[Extract to read]

He does, however, acknowledge that third-party solutions with dedicated engineering teams will catch up with (and potentially overtake) Bill in a year or two, which may facilitate a switch. In the meantime, it’s important to remember that evaluating the quality of a bot like Bill, and improving its output, is an iterative process that you’ll need to keep an eye on.

Benefits, Security, and Other Considerations

A significant advantage of this approach is that it will help you identify errors or missing information in your documentation. GenAI chatbots have a reputation for favoring suggestions that don’t work over giving no reply at all, and identifying incorrect or nonsensical output (yourself or via user feedback) can help you figure out changes you need to make to your docs.

Regarding that documentation and sample code, you may need to make tweaks to help things along. Kerpelman describes, for example, how the Plaid team has experimented with adding “verbose descriptions” of what functions do and extra documentation information to documentation that would be redundant to humans but could be beneficial for the model.

Thus far, he reports more sample code being returned by Bill but mixed results regarding parsing documentation… another reminder that this process is very much an iterative one.

There are some pretty serious security concerns to consider when building a chatbot, too. Kerpelman recommends: “Assume that any information you’ve fed to your chatbot could be seen verbatim by your customer.” That could be particularly relevant for information about pricing, vulnerabilities, or shortcomings of your platform.

[/Extract to read]
[Supplied material]

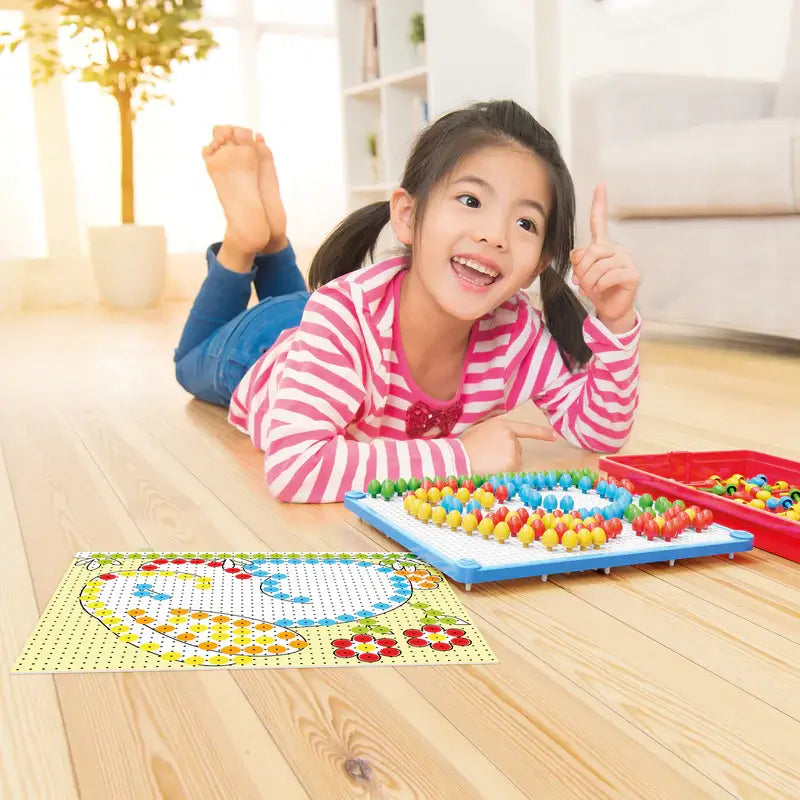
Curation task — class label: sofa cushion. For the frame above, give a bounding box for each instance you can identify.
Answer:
[773,0,800,117]
[601,117,800,217]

[/Supplied material]

▶ [Explore the material]:
1. In the passage on documentation chatbots, transcribe the text starting at the words "A significant advantage" and stopping after "to your docs.".
2. Condense the paragraph of the documentation chatbot passage that begins "A significant advantage of this approach" into a shorter version that keeps its main facts.

▶ [Solutions in order]:
1.
A significant advantage of this approach is that it will help you identify errors or missing information in your documentation. GenAI chatbots have a reputation for favoring suggestions that don’t work over giving no reply at all, and identifying incorrect or nonsensical output (yourself or via user feedback) can help you figure out changes you need to make to your docs.

2. This approach helps expose errors or missing information in documentation. GenAI chatbots tend to give suggestions that don't work rather than no reply at all. Spotting incorrect or nonsensical output, yourself or through user feedback, shows which changes the docs need.